++++ Kutipan Teks

Akankah pada akhirnya Kang Emil berpartai?

Pertanyaan itu sudah muncul di pikiran saya sejak Kang Emil, panggilan karib Gubernur Jawa Barat, Dr. (H.C.) H. Ridwan Kamil S.T., M.U.D. sedang menggalang dukungan politik untuk langkahnya maju dalam pemilihan Gubernur Jawa Barat sekitar 3 tahunan lalu.

Nah “Emang siapa sih Lu koq memanggil orang dengan panggilan karib padahal kenalpun kagak?” Ejek seorang teman dalam obrolan ringan warung kopi.

“Jangan salah Bro!” Timpal saya. “Gue kenal karib, dianya aja yang kagak”, ngeles ala debat kusir yang akhirnya hanya memancing tawa garing dan nyengir kuda.

Kusir dan kuda memang tak terpisahkan.

Sepertinya menyadari kalau untuk persaingan sesengit Pilkada Jabar, maju sebagai calon independen seperti saat dia memenangkan Pilkada Kota Bandung, kemungkinanya sangat kecil, sehingga dia lebih memilih untuk menggalang dukungan Parpol.

Manuver politik intensif membuat Kang Emil sukses maju dengan dukungan Parpol padahal dia bukan kader salah satu parpol pendukungnya itu. PPP (9 kursi), PKB (7 kursi), Nasdem(5 kursi), dan Hanura (3 kursi), memberi Kang Emil 24 kursi dari minimal 20 kursi yang diperlukan untuk meloloskan pasangan calon ke Pilkada Jabar kala itu.

++++++++

Yang Harus Dikerjakan: Tolong tulis ulang seluruh teks tentang Kang Emil dan dukungan partai politik di atas, tanpa mengubah satu kata atau tanda baca pun.

++++ Data yang Diberikan

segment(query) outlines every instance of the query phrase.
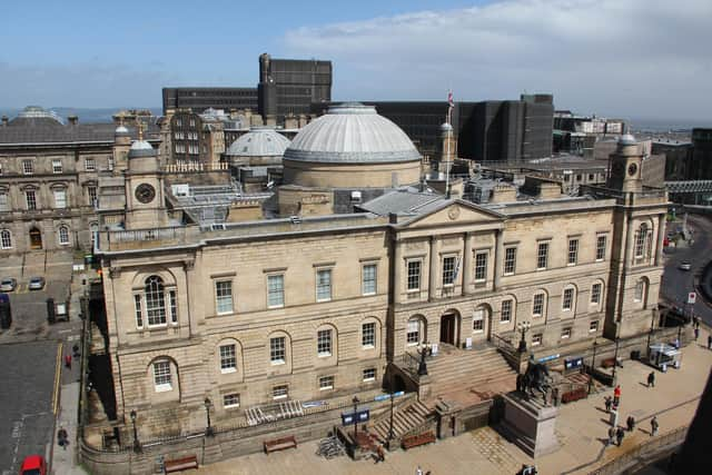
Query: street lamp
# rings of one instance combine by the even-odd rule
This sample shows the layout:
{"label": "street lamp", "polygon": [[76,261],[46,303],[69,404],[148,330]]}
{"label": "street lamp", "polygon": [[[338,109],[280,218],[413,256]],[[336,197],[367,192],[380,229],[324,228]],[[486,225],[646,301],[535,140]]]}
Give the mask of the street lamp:
{"label": "street lamp", "polygon": [[522,339],[520,339],[520,347],[517,348],[520,353],[526,353],[526,340],[524,339],[524,335],[526,335],[531,327],[532,324],[530,321],[520,321],[516,324],[516,329],[522,331]]}
{"label": "street lamp", "polygon": [[358,444],[358,403],[360,403],[358,396],[354,396],[352,403],[354,403],[354,442]]}
{"label": "street lamp", "polygon": [[596,347],[599,346],[597,340],[593,340],[593,358],[591,358],[591,374],[589,375],[589,394],[591,394],[591,385],[593,384],[593,372],[596,367]]}
{"label": "street lamp", "polygon": [[208,426],[205,429],[205,435],[208,436],[208,437],[212,437],[215,435],[215,431],[212,429],[212,426],[210,425],[210,407],[212,407],[212,402],[210,402],[209,397],[206,397],[202,403],[205,404],[205,410],[206,410],[206,414],[208,416]]}
{"label": "street lamp", "polygon": [[141,452],[141,444],[138,442],[138,432],[136,431],[136,410],[131,409],[131,424],[134,425],[134,452]]}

++++++++

Hasil Latihan:
Akankah pada akhirnya Kang Emil berpartai?

Pertanyaan itu sudah muncul di pikiran saya sejak Kang Emil, panggilan karib Gubernur Jawa Barat, Dr. (H.C.) H. Ridwan Kamil S.T., M.U.D. sedang menggalang dukungan politik untuk langkahnya maju dalam pemilihan Gubernur Jawa Barat sekitar 3 tahunan lalu.

Nah “Emang siapa sih Lu koq memanggil orang dengan panggilan karib padahal kenalpun kagak?” Ejek seorang teman dalam obrolan ringan warung kopi.

“Jangan salah Bro!” Timpal saya. “Gue kenal karib, dianya aja yang kagak”, ngeles ala debat kusir yang akhirnya hanya memancing tawa garing dan nyengir kuda.

Kusir dan kuda memang tak terpisahkan.

Sepertinya menyadari kalau untuk persaingan sesengit Pilkada Jabar, maju sebagai calon independen seperti saat dia memenangkan Pilkada Kota Bandung, kemungkinanya sangat kecil, sehingga dia lebih memilih untuk menggalang dukungan Parpol.

Manuver politik intensif membuat Kang Emil sukses maju dengan dukungan Parpol padahal dia bukan kader salah satu parpol pendukungnya itu. PPP (9 kursi), PKB (7 kursi), Nasdem(5 kursi), dan Hanura (3 kursi), memberi Kang Emil 24 kursi dari minimal 20 kursi yang diperlukan untuk meloloskan pasangan calon ke Pilkada Jabar kala itu.